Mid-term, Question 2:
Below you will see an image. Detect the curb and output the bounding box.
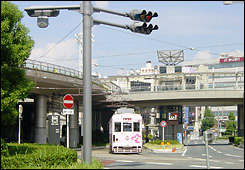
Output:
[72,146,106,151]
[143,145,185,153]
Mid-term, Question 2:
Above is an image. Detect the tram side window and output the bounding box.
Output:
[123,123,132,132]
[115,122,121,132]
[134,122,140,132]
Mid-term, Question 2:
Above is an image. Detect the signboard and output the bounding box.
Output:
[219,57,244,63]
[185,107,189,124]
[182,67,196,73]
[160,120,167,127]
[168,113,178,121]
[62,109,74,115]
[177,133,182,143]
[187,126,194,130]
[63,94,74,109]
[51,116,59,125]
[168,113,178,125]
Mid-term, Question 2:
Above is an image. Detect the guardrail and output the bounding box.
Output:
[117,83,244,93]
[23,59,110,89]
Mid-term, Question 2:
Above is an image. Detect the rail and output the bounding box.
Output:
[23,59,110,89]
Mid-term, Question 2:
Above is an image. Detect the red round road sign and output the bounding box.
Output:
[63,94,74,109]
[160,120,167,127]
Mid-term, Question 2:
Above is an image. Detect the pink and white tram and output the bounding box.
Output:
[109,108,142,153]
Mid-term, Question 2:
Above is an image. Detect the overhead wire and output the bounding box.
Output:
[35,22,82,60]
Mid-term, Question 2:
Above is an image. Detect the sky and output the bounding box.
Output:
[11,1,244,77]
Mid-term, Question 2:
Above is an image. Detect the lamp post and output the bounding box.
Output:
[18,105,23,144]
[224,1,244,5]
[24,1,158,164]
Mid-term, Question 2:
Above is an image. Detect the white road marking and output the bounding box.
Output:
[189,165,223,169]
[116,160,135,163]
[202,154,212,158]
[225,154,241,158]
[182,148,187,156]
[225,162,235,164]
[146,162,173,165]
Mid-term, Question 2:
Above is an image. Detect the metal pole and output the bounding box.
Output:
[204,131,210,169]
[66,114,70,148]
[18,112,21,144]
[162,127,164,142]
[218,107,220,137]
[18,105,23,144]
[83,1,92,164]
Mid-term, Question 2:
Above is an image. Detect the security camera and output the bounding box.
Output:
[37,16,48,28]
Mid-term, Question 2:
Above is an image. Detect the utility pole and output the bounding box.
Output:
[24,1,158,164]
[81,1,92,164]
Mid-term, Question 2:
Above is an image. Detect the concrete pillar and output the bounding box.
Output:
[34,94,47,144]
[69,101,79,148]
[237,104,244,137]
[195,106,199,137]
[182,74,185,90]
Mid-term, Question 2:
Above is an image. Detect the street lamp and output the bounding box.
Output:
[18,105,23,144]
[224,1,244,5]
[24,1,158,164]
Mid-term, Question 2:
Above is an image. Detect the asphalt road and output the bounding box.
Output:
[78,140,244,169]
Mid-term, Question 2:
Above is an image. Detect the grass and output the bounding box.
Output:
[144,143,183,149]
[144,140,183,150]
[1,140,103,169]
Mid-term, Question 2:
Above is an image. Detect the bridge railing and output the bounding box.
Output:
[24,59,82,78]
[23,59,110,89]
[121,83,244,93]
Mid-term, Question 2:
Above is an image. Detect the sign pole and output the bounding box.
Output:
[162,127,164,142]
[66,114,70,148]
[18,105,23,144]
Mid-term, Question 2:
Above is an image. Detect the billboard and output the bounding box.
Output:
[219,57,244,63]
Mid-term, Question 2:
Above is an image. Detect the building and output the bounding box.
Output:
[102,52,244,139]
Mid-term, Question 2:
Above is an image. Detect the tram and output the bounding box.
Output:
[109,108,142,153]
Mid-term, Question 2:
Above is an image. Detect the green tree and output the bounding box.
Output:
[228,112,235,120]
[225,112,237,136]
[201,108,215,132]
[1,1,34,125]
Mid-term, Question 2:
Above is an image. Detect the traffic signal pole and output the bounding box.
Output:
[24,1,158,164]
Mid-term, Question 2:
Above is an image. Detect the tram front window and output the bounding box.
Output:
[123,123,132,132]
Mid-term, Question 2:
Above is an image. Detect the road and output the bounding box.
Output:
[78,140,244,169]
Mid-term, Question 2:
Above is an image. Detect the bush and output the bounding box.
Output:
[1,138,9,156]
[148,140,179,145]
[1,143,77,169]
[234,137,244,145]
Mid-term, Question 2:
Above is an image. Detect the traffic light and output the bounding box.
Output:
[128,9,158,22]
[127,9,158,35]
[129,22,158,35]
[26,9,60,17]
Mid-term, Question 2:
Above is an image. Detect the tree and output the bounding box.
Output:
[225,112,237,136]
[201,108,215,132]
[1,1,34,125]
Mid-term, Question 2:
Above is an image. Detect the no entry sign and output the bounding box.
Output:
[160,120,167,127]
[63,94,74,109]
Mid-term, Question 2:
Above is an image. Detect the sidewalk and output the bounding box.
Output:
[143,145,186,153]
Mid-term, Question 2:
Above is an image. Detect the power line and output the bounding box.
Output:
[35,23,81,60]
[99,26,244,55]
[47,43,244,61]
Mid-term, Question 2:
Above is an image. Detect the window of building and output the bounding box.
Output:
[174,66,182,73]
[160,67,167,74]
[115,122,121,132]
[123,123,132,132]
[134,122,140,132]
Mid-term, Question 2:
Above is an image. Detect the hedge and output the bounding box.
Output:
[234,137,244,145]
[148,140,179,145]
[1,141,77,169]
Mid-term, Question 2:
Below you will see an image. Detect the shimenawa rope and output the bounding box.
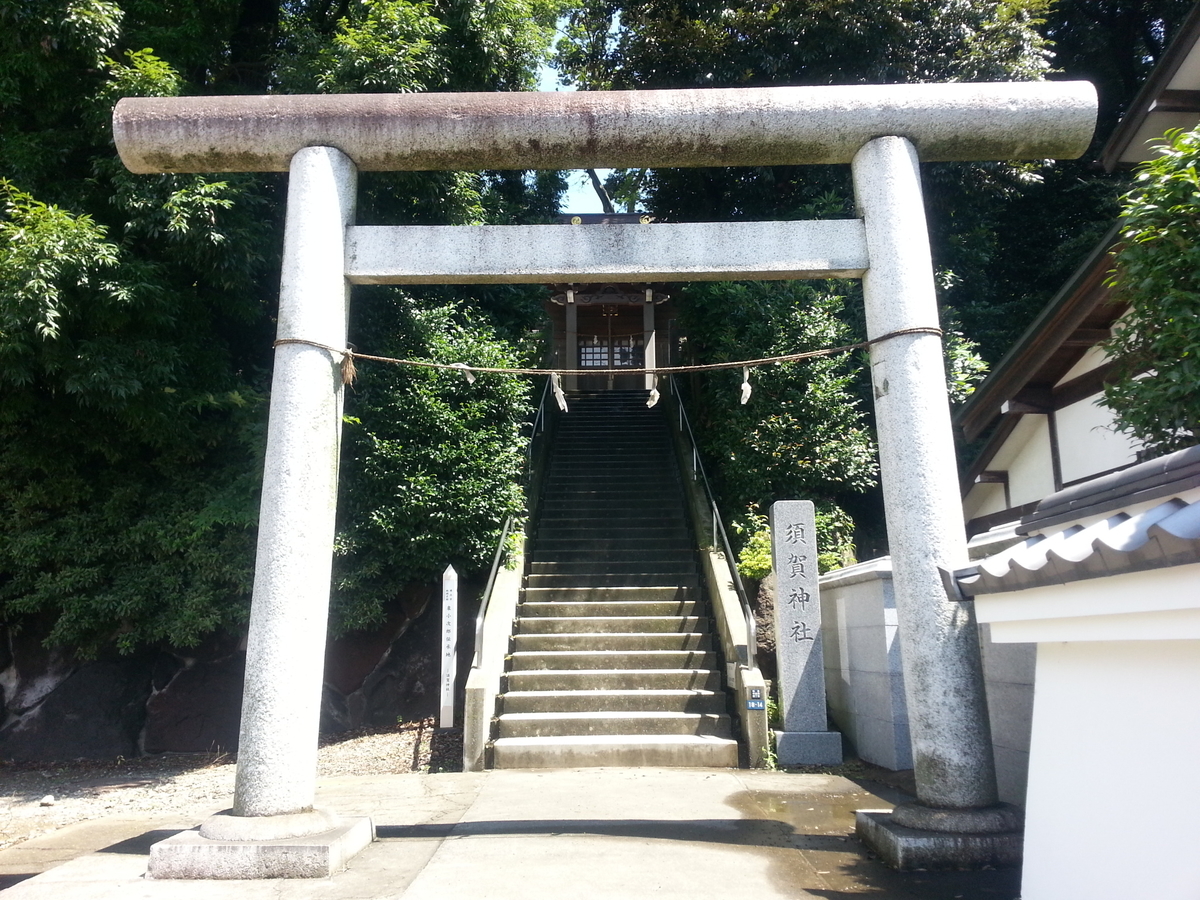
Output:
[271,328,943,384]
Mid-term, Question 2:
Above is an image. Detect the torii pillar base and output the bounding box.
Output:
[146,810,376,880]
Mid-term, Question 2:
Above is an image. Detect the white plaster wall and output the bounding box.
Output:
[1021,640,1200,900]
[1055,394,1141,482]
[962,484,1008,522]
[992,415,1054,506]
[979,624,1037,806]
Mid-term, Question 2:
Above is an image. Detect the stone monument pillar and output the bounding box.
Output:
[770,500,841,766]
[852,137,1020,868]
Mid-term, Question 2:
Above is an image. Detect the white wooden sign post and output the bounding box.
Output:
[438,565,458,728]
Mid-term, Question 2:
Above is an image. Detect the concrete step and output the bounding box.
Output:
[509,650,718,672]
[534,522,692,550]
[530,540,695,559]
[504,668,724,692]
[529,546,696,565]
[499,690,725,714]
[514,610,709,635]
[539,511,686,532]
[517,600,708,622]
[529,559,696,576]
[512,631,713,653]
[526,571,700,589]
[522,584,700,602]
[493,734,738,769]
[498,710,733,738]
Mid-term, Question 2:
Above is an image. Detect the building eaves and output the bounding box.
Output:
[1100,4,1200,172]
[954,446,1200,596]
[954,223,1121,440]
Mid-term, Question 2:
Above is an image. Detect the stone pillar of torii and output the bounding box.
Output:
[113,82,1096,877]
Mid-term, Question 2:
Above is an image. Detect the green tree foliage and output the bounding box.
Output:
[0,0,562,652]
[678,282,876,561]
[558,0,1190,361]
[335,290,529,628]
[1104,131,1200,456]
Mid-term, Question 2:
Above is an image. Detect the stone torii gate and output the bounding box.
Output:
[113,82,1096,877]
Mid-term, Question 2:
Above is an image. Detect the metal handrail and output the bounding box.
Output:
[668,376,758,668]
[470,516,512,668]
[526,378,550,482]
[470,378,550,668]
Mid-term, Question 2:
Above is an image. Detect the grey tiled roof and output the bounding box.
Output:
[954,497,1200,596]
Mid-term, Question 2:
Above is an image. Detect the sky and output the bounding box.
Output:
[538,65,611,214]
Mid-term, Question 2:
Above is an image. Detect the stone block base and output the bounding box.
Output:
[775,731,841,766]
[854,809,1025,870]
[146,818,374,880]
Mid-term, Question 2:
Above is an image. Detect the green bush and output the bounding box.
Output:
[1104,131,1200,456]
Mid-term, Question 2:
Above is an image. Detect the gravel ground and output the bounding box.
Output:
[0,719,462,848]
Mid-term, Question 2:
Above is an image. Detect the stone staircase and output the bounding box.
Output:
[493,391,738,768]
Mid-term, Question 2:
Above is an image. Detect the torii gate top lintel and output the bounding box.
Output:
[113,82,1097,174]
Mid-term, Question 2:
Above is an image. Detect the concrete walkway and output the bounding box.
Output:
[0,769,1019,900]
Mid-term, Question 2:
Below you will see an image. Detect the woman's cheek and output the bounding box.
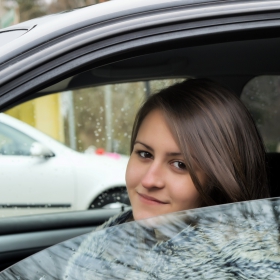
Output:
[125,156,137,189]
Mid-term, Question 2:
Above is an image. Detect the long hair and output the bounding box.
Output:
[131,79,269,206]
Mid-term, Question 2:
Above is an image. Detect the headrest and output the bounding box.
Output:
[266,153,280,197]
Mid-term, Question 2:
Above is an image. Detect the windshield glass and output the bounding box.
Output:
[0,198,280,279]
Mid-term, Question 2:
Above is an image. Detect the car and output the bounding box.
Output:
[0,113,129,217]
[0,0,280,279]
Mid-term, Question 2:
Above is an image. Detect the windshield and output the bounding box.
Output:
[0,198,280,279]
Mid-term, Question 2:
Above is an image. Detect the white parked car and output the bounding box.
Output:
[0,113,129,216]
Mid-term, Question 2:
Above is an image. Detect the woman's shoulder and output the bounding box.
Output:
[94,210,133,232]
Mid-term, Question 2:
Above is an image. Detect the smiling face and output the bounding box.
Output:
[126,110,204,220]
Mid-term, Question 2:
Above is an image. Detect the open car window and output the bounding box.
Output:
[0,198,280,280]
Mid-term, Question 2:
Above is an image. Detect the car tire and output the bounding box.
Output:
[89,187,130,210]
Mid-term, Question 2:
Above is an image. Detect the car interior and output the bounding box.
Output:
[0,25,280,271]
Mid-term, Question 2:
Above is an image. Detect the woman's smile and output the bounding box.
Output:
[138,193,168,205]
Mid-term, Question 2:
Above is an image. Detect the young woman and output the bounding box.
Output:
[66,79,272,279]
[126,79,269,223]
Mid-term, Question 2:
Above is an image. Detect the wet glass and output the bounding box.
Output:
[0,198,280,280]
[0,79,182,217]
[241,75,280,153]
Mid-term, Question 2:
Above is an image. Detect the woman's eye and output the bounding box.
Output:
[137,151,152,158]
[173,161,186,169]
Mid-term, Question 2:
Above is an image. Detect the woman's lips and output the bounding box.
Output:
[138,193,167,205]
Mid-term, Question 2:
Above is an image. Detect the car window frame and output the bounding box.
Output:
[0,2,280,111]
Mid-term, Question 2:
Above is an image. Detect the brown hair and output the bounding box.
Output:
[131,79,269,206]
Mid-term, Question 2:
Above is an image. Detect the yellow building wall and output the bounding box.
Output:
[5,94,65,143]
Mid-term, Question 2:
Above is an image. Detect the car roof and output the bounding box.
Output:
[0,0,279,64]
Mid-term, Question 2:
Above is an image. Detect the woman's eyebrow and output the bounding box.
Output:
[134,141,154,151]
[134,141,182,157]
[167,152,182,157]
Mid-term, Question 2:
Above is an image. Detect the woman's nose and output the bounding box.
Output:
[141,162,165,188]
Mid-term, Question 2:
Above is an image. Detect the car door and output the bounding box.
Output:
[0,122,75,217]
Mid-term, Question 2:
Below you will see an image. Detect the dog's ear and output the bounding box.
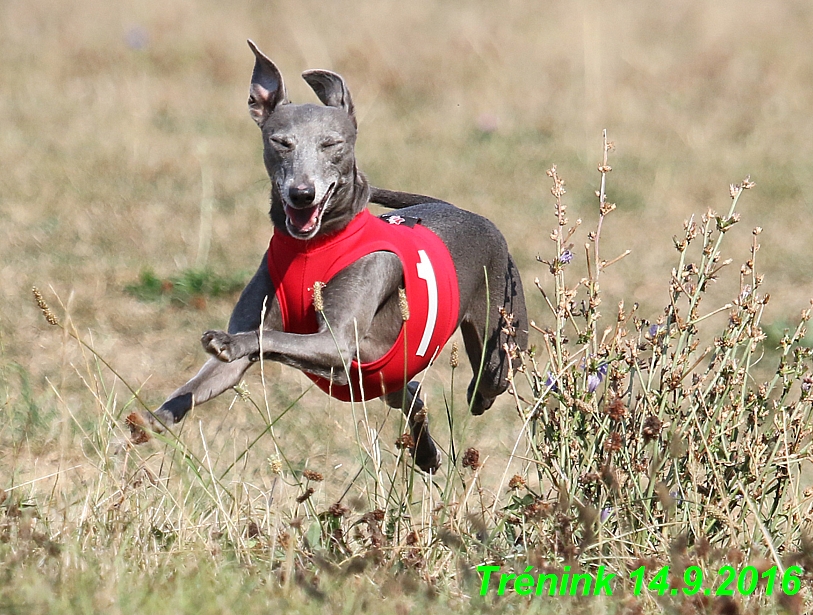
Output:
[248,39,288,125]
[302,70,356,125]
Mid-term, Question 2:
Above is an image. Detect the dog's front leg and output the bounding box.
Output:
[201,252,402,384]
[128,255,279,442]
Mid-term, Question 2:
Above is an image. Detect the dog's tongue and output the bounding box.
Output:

What to do: Extract every line of the records that contains the word "metal".

Worked solution:
Above is an image. Detect the metal pole and output the bounding box.
Above is an image. Detect the metal handrail and output the bounding box.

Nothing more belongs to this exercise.